• YOUR ASSIGNMENT: Return the complete listing that follows, with each line reproduced exactly.

• INFORMATION GIVEN:
▼▼▼

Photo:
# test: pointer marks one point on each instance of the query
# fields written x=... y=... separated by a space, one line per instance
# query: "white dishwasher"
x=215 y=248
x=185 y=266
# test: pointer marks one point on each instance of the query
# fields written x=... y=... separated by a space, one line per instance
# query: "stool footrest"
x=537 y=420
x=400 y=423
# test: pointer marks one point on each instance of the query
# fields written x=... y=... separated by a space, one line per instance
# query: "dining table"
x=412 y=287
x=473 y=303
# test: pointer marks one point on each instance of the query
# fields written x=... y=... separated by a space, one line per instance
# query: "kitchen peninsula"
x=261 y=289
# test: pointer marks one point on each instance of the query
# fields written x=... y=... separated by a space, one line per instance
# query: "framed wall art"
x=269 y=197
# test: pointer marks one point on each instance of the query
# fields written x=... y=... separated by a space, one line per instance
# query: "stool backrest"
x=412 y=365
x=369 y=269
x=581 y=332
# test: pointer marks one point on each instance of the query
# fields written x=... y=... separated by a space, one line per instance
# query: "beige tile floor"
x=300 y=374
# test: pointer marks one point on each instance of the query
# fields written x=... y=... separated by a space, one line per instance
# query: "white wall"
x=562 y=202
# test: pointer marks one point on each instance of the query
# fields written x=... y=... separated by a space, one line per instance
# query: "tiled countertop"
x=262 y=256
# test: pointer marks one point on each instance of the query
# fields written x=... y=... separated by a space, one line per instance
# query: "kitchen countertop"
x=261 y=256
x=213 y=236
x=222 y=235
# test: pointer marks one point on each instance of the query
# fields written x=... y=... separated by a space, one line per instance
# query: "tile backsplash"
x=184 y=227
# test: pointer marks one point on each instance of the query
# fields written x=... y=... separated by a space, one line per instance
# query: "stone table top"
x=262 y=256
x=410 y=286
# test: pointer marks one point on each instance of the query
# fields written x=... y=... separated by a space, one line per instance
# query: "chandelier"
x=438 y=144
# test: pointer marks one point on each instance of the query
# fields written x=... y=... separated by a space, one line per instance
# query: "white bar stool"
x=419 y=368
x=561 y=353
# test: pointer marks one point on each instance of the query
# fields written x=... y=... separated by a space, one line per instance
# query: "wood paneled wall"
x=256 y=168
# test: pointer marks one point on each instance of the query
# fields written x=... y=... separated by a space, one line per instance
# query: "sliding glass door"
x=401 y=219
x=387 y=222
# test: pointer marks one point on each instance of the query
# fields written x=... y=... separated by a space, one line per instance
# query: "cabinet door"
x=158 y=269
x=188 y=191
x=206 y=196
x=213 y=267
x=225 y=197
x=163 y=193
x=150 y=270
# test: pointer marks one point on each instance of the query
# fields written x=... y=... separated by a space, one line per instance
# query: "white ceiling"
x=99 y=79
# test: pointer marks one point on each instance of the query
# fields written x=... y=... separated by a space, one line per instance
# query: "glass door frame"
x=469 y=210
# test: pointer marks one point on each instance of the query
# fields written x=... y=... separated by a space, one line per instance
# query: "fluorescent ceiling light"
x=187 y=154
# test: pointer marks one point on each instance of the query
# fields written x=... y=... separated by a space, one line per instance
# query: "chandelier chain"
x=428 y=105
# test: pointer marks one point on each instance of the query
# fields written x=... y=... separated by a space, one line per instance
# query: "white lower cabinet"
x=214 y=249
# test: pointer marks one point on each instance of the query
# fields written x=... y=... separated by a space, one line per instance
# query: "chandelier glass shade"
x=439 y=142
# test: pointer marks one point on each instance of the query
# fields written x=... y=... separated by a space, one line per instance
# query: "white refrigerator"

▲▲▲

• ANSWER SECTION:
Photo:
# test: pointer marks one point on each instance of the query
# fields written x=... y=... separated by a space, one line per instance
# query: "white dishwasher"
x=215 y=248
x=185 y=266
# test: pointer marks one point on each instance of the query
# fields written x=... y=... separated by a space, one line per instance
# query: "stool footrest"
x=537 y=420
x=400 y=423
# test: pointer marks one point on each instance of the query
# fields written x=... y=... separated by a space, one line per instance
# query: "dining table"
x=412 y=287
x=473 y=303
# test: pointer marks one point on each instance of the query
# fields written x=... y=... separated by a space, one line per instance
# query: "kitchen peninsula"
x=261 y=289
# test: pointer marks one point on each instance of the query
# fields written x=... y=... separated by a space, one line per instance
# query: "framed wall art"
x=269 y=197
# test: pointer marks one point on each instance of the query
# fields written x=... y=... separated by a space, one line per instance
# query: "stool backrest"
x=412 y=365
x=369 y=269
x=581 y=332
# test: pointer marks one point on each instance of the query
# fields written x=... y=... separated by a space, one line per instance
# query: "beige tile floor"
x=300 y=374
# test: pointer marks one point on each instance of the query
# fields written x=... y=... separated by a space, one line per instance
# query: "white wall"
x=562 y=202
# test: pointer marks one point on each instance of the query
# fields written x=... y=... separated by a space, one line per instance
# query: "tiled countertop"
x=262 y=256
# test: pointer marks one point on each instance of the query
# fields written x=... y=... separated by a space, one line per instance
# query: "kitchen countertop"
x=261 y=256
x=213 y=236
x=222 y=235
# test: pointer marks one point on each instance of the query
# fields written x=... y=... separated by a space, one line per instance
# query: "tile backsplash"
x=184 y=227
# test: pointer marks one point on each instance of the query
# fields written x=... y=... separated by a space, one line per instance
# query: "stone table top"
x=262 y=256
x=410 y=286
# test: pointer marks one point on each instance of the query
# fields written x=... y=... separated by a space, one line per instance
# query: "chandelier"
x=438 y=144
# test: pointer marks one point on each instance of the query
# fields written x=... y=... separated by a space, one line per instance
# query: "white bar stool"
x=419 y=368
x=561 y=353
# test: pointer marks one point on each instance of the query
# fields written x=... y=... separated by a space, one line per instance
# query: "wood paneled wall"
x=256 y=168
# test: pointer marks one point on each instance of the query
# fields written x=... y=... separated by a space, one line per instance
# query: "sliding glass door"
x=401 y=219
x=387 y=222
# test: pointer marks one point on each instance of the query
# fields written x=... y=... separated by a space, one line per instance
# query: "cabinet door"
x=158 y=269
x=188 y=191
x=206 y=196
x=213 y=267
x=225 y=197
x=163 y=193
x=150 y=270
# test: pointer marks one point on each instance of the query
# fields written x=... y=... separated by a space, one line per instance
# query: "white ceiling"
x=99 y=79
# test: pointer marks one point on each instance of the query
# fields written x=... y=... separated by a space, one line per instance
# query: "glass door frame"
x=469 y=210
# test: pointer marks one point on each instance of the query
# fields written x=... y=... separated by a space, one line per instance
# query: "fluorescent ceiling light"
x=187 y=154
# test: pointer marks one point on each instance of the query
# fields written x=... y=... separated by a space, one line per instance
# query: "chandelier chain"
x=428 y=105
# test: pointer marks one point on each instance of the query
# fields written x=... y=... separated by a space, one line per instance
# query: "white lower cabinet"
x=214 y=249
# test: pointer marks one point on each instance of the query
# fields written x=... y=... separated by a space, one line per instance
# query: "chandelier glass shade"
x=439 y=142
# test: pointer marks one point on each instance of the query
# fields written x=... y=... separated by a space, one line per instance
# query: "white refrigerator"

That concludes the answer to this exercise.